* **What to produce**: Reproduce, with no alteration, the span of lines that begins at the line containing "Target: tree trunk" and ends at the last line of the records, both ends included, and nothing else.

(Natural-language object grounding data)
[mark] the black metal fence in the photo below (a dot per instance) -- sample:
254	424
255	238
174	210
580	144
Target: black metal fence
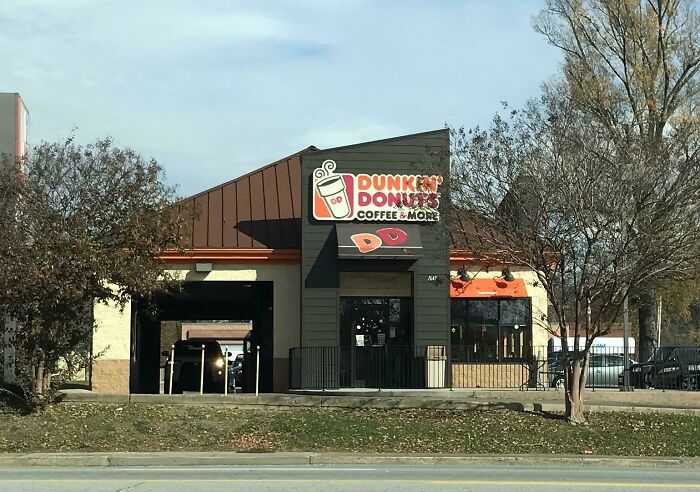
443	366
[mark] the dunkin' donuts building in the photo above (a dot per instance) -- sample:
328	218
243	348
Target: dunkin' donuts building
348	272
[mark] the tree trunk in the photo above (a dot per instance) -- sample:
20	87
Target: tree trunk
648	328
575	388
39	376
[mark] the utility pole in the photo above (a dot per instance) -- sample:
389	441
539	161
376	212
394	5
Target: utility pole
626	344
625	321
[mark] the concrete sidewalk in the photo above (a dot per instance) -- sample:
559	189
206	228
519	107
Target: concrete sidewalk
545	401
182	459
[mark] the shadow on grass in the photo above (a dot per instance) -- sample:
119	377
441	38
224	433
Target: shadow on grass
12	398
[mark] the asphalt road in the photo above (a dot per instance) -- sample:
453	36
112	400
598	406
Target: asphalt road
352	478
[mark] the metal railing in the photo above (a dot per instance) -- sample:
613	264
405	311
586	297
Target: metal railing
444	366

* **Result of the task**:
Target: tree trunk
648	328
575	388
39	376
[mark] the utility pole in the photo above (a dot per instance) -- sample:
389	441
539	161
376	212
394	5
Target: utility pole
626	344
625	321
[mark] the concrete sidewalk in the photo above (a dot per instance) -- sample:
559	189
206	228
519	107
Target: concrete sidewalk
545	401
182	459
[mark] the shadow on grass in the photo above (a dot per instance) -- sample:
119	377
441	38
224	433
Target: shadow on grass
12	398
[mark] the asphalt road in the photo above (a dot per instance) -- sample:
453	36
112	400
598	406
Target: asphalt road
352	478
[mark] the metal railing in the photo above (a dot per instance) -- sample:
613	264
405	311
586	297
Target: metal railing
444	366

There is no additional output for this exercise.